╭──

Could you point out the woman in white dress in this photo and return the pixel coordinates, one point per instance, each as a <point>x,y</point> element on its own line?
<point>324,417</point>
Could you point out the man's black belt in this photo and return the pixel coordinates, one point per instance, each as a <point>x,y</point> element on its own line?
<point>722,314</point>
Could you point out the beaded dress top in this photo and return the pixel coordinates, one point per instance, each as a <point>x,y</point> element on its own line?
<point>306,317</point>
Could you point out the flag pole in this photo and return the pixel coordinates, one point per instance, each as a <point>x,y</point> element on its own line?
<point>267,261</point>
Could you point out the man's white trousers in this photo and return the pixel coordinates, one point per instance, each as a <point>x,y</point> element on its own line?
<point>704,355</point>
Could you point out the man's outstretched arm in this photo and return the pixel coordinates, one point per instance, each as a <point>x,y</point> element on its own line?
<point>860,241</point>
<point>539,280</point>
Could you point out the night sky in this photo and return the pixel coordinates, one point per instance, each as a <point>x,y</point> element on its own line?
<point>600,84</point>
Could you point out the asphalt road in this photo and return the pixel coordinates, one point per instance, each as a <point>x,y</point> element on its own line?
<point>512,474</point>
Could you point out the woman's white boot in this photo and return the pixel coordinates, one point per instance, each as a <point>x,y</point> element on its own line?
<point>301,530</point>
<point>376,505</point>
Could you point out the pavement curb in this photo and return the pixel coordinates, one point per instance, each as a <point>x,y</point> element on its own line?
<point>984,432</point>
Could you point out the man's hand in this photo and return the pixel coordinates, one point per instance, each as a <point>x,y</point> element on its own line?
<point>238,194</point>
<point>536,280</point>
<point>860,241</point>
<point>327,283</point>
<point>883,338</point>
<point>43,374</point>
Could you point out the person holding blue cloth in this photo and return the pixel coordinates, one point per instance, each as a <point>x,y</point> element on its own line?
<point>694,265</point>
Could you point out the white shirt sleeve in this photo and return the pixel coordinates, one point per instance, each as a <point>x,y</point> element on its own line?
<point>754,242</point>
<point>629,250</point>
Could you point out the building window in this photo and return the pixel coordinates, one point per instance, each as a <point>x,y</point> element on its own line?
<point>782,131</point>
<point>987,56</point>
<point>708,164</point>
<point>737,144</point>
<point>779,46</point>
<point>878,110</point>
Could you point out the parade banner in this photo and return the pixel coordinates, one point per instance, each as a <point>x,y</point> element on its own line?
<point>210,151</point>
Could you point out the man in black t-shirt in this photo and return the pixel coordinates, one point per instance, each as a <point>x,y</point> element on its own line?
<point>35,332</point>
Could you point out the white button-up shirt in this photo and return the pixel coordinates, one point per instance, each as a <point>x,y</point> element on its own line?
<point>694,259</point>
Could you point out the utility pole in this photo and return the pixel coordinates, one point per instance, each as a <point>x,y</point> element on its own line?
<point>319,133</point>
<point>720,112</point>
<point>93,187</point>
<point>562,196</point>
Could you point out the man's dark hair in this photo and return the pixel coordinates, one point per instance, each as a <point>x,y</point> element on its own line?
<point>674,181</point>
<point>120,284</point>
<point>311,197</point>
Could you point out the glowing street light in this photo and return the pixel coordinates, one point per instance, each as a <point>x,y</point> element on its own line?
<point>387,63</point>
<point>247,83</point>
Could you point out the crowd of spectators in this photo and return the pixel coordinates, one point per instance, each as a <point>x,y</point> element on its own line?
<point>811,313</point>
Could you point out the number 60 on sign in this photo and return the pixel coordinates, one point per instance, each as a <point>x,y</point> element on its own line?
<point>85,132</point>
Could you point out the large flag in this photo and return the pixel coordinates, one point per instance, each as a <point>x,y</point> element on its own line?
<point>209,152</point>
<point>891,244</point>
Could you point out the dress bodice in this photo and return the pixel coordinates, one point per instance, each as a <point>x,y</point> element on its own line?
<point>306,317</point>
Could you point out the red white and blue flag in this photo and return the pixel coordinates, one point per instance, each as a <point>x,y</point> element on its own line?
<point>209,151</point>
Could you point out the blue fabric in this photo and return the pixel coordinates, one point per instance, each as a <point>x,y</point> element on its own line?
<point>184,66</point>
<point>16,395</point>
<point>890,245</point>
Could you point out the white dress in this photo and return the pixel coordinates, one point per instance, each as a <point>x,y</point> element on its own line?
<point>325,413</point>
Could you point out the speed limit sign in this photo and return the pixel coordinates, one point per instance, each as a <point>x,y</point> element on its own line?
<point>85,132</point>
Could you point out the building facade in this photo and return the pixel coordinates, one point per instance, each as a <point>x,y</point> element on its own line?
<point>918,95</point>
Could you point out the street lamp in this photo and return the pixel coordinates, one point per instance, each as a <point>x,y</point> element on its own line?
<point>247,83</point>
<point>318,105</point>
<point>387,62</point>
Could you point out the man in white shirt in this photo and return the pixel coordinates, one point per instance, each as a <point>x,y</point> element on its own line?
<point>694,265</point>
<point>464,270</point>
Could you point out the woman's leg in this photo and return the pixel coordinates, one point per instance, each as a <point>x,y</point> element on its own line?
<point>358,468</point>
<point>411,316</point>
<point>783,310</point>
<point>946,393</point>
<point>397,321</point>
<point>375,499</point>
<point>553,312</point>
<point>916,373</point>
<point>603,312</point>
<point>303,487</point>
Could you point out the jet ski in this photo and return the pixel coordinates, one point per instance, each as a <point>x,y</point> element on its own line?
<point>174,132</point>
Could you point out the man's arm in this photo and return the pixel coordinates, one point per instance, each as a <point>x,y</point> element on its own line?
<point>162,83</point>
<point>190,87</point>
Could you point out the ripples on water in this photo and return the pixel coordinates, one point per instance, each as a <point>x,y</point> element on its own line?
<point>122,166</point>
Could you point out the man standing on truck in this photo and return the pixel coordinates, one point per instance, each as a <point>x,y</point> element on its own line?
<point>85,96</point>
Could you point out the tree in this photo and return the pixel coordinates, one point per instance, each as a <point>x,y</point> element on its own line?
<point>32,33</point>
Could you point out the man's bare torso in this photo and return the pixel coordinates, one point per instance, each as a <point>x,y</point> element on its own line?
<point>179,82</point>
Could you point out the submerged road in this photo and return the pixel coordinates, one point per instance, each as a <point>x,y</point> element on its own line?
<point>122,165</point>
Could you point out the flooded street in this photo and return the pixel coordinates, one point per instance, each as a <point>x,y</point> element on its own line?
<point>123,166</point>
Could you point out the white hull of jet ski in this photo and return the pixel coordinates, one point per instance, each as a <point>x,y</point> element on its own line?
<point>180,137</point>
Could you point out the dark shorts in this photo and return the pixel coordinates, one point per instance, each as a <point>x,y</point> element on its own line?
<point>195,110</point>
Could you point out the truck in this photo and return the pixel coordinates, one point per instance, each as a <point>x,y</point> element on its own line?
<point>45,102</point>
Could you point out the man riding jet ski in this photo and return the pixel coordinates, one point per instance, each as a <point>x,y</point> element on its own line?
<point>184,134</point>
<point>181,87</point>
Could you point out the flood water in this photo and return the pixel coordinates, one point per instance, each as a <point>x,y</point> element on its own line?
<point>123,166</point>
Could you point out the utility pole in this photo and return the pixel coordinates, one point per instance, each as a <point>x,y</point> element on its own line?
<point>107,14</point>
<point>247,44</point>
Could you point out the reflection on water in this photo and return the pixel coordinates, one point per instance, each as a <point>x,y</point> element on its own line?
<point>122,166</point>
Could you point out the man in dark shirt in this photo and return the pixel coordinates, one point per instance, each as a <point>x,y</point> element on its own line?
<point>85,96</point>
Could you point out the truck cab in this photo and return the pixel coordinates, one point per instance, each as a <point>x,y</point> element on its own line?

╰──

Task requirements: The complete listing is to be repeated exactly.

Result of this task:
Could you point out the woman in white dress in this photo and return the pixel coordinates, one point per instance, each as a <point>x,y</point> element on its own line?
<point>324,417</point>
Could you point out the man's black belt in this photo and return the pixel coordinates, one point per instance, each as a <point>x,y</point> element on its own line?
<point>722,314</point>
Could you point out the beaded dress top in this photo and return the pixel coordinates, one point per instance, each as a <point>x,y</point> element on its own line?
<point>306,317</point>
Could you point out the flag pole in this photo and return the pixel coordinates, one point per instance, each as a <point>x,y</point> element on its own line?
<point>267,261</point>
Could you point out the man's white trousers in this photo and return the pixel coordinates, one point per instance, each as a <point>x,y</point> element on its own line?
<point>704,355</point>
Could you point out the man's outstretched arm in this photo and return the pixel coordinates, one point per instance, each as a <point>x,y</point> element on its own line?
<point>860,241</point>
<point>539,280</point>
Could you point out the night sky in this photo and return the pixel coordinates, one point per instance, each as a <point>x,y</point> element on its own line?
<point>600,84</point>
Could you point out the asphalt road in this photo and return the pixel coordinates, one point per instance, each as a <point>x,y</point> element on its own line?
<point>512,474</point>
Could you point out the woman's white boot in this photo and return the pixel coordinates, one point per instance, each as a <point>x,y</point> element on its own line?
<point>301,530</point>
<point>376,505</point>
Could you point out the pavement curb in this photo and return the pixel coordinates, one point per instance, each as a <point>x,y</point> element on its own line?
<point>984,432</point>
Could you point out the man's hand in this photo and return the pixel coordinates, one point per instance, each as a <point>x,y</point> element on its own line?
<point>238,194</point>
<point>536,280</point>
<point>860,241</point>
<point>327,283</point>
<point>883,338</point>
<point>43,374</point>
Could you point out the person holding blue cloth in this photo and return the pixel coordinates, one point per instance, each as a <point>x,y</point> element on its own line?
<point>694,265</point>
Could you point out the white shirt sleeve in this photo and return the pixel coordinates, one point per instance, each as a <point>x,y</point> element on its own line?
<point>754,242</point>
<point>629,250</point>
Could you point out the building window in this photo and return the pixel coordinates, one point per instance, each as a <point>x,y</point> element on its own line?
<point>782,131</point>
<point>987,56</point>
<point>708,164</point>
<point>737,144</point>
<point>779,46</point>
<point>878,110</point>
Could you point out the parade banner in this photo and return the pixel coordinates, one point per instance, each as a <point>x,y</point> element on its own line?
<point>210,151</point>
Could you point out the man in black t-shirt in this photo and return the pixel coordinates, one point per instance, each as a <point>x,y</point> element on its own line?
<point>35,332</point>
Could you point out the white button-up shirt in this photo and return the pixel coordinates, one point per instance, each as a <point>x,y</point> element on its own line?
<point>694,259</point>
Could you point out the utility pole in this photo and return the pixel coordinates, one point per instance, each as a <point>x,y</point> element on its own line?
<point>319,133</point>
<point>720,112</point>
<point>93,187</point>
<point>562,196</point>
Could you point out the man's dark hair in this photo and return the pixel coordinates, one point per instance, each as a <point>x,y</point> element on its own line?
<point>674,181</point>
<point>120,284</point>
<point>311,197</point>
Could you point out the glowing street light in this photo and return the pixel coordinates, one point per instance, each as a <point>x,y</point> element on its own line?
<point>387,63</point>
<point>247,83</point>
Could you point out the crowd of spectators in this photo and return the pixel coordinates, one point per instance, each as a <point>x,y</point> element on its own line?
<point>811,313</point>
Could you point out the number 60 on sign in this photo and return the pixel coordinates, one point per instance, each as a <point>x,y</point> element on its own line?
<point>85,132</point>
Could you point out the large flag in this photo and return the pixel coordinates, one point per instance, each as a <point>x,y</point> element on its own line?
<point>209,152</point>
<point>891,244</point>
Could you point out the dress bodice in this photo and return the pixel coordinates, one point per instance, each as a <point>x,y</point> element on its own line?
<point>306,317</point>
Could you point out the red white and blue flag in this photo and return the pixel coordinates, one point per instance, each as a <point>x,y</point> element on its own line?
<point>209,151</point>
Could you point out the blue fabric in this photo and return the pixel coordinates, one point per instance, each as a <point>x,y</point> element on its own line?
<point>184,66</point>
<point>16,395</point>
<point>890,245</point>
Could you point out the white dress in this photo and return the pixel coordinates, one point per instance, each as a <point>x,y</point> element on its own line?
<point>325,413</point>
Could you point out the speed limit sign in this photo and return the pixel coordinates, one point per instance, each as a <point>x,y</point> element on its own line?
<point>85,132</point>
Could you point out the building facade in this photo and return the pixel coordinates, one point per instance, each as a <point>x,y</point> element on its own line?
<point>918,95</point>
Could you point out the street lamp in this photo and return the pixel coordinates, one point per instance, each as a <point>x,y</point> element on its own line?
<point>247,83</point>
<point>318,105</point>
<point>387,62</point>
Could you point out the man in white shirt in this photo and return the pixel coordinates, one point per instance, each as a <point>x,y</point> element on its own line?
<point>694,265</point>
<point>464,270</point>
Could you point out the woman's leg in this photo and return the pixel coordinates, one point per instance, each as a <point>x,y</point> element on its own line?
<point>358,468</point>
<point>411,316</point>
<point>783,310</point>
<point>946,393</point>
<point>397,321</point>
<point>375,499</point>
<point>553,312</point>
<point>916,373</point>
<point>603,312</point>
<point>303,487</point>
Could you point out the jet ski in this photo and return the pixel coordinates, one point per instance, each as a <point>x,y</point> element on its own line?
<point>174,132</point>
Could you point out the man's arm in this photo and return the pixel coordinates, one point per instance, each as a <point>x,y</point> element on its own line?
<point>162,83</point>
<point>190,87</point>
Could you point out the ripples on water in this photo and return the pixel coordinates, one point per instance, each as a <point>x,y</point> element on its own line?
<point>122,166</point>
Could you point out the man standing on truck in this photo and return the pixel coordinates, one point per instance, each as a <point>x,y</point> element on its own line?
<point>85,96</point>
Could you point out the tree in this photo and return the pixel coordinates, one point per instance, each as a <point>x,y</point> element on its own line?
<point>32,33</point>
Could you point out the man's bare torso in this photo and return the pixel coordinates, one point per instance, each as a <point>x,y</point> element on its own line?
<point>179,82</point>
Could you point out the submerged road in this photo and return the pixel coordinates, one point per instance, each as a <point>x,y</point> element on its own line?
<point>122,165</point>
Could you point out the flooded street in this photo and return the pixel coordinates, one point per instance, each as a <point>x,y</point> element on its own line?
<point>123,166</point>
Could you point out the white hull of jet ski in this photo and return the pixel coordinates, one point per instance, each as a <point>x,y</point> element on its own line?
<point>180,137</point>
Could you point out the dark shorts in this photo and return the pixel coordinates, one point per instance, each as a <point>x,y</point> element on its own line?
<point>195,110</point>
Could you point out the truck in this photo and return the pixel coordinates, one point per instance, each as a <point>x,y</point> element on its own line?
<point>45,102</point>
Could you point out the man riding jet ski in this photo and return the pixel coordinates, one point per instance, each as a <point>x,y</point> element on its own line?
<point>184,134</point>
<point>181,87</point>
Could you point out the flood water in this photo and return the pixel coordinates, one point per instance, each as a <point>x,y</point> element on its own line?
<point>123,166</point>
Could you point out the utility pole in this photo and return the pixel coordinates, one point per instance, each as a <point>x,y</point> element on its own line?
<point>107,14</point>
<point>247,44</point>
Could you point out the reflection on water in this photo and return the pixel coordinates, one point per instance, each as a <point>x,y</point> element on its own line?
<point>122,166</point>
Could you point out the man in dark shirt in this photo and return the pixel coordinates, one point per instance, each as a <point>x,y</point> element on its own line?
<point>85,96</point>
Could you point out the truck cab in this photo and return the pixel coordinates, one point per instance, each as a <point>x,y</point> element on its own line?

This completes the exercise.